▶ _WHAT IS ASKED_
Gather every line below that contains the word "rocky", and copy each one out in full.

▶ _DATASET ROWS_
════════════════

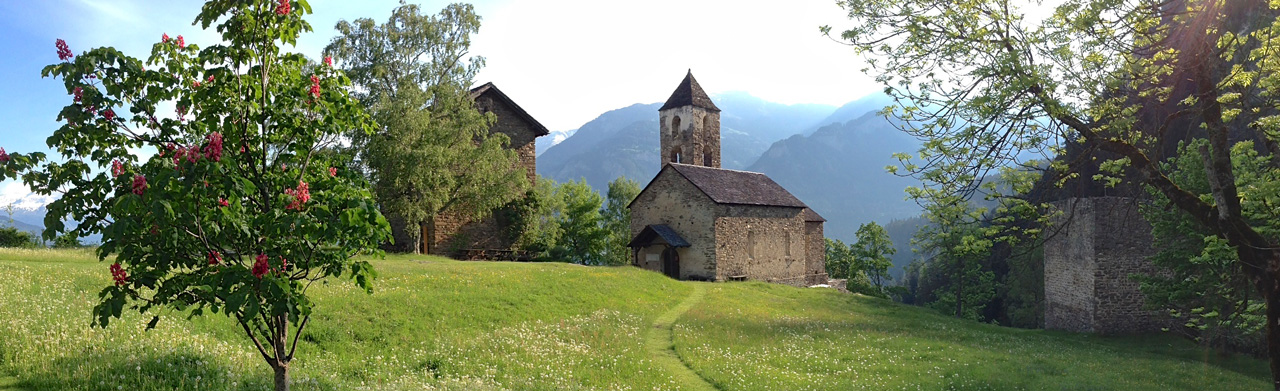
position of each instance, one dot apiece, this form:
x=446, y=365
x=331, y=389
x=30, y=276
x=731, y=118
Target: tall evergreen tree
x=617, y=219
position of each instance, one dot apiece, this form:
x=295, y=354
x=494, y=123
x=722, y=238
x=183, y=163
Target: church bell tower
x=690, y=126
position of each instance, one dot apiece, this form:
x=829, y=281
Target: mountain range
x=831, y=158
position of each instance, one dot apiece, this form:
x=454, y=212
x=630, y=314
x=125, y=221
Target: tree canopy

════════════════

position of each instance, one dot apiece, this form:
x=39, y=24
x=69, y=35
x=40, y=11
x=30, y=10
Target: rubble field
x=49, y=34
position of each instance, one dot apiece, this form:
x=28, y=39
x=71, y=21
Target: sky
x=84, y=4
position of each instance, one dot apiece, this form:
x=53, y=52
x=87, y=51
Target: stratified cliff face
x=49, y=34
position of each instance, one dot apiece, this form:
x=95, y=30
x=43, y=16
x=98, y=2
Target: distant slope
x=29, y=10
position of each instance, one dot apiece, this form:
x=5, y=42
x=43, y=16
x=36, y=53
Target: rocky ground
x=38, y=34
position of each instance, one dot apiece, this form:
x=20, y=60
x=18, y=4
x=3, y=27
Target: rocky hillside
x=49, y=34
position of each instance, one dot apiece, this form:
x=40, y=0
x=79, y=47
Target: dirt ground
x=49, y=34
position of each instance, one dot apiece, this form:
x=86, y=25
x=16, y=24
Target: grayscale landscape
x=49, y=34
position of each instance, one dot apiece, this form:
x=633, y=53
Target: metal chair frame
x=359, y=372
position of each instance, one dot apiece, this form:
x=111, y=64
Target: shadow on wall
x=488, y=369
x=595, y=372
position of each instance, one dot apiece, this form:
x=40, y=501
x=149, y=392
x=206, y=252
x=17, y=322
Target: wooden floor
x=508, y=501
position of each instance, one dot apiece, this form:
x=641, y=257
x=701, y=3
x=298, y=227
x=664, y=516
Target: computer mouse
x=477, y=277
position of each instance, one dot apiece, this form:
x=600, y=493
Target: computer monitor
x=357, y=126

════════════════

▶ _WRITTEN ANSWER_
Target: rocky ground
Target: rocky hillside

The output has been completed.